(Point labeling records)
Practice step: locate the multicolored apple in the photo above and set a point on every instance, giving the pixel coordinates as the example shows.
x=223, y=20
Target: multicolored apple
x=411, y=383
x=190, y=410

▶ [Task to carry out] Please rewrite the records above, replacing each "multicolored apple" with "striped apple" and leaving everything else unchanged.

▶ [Exercise response]
Practice step: locate the striped apple in the photo above and set a point on every instance, giving the pixel coordinates as the example shows.
x=223, y=20
Target: striped apple
x=411, y=383
x=190, y=410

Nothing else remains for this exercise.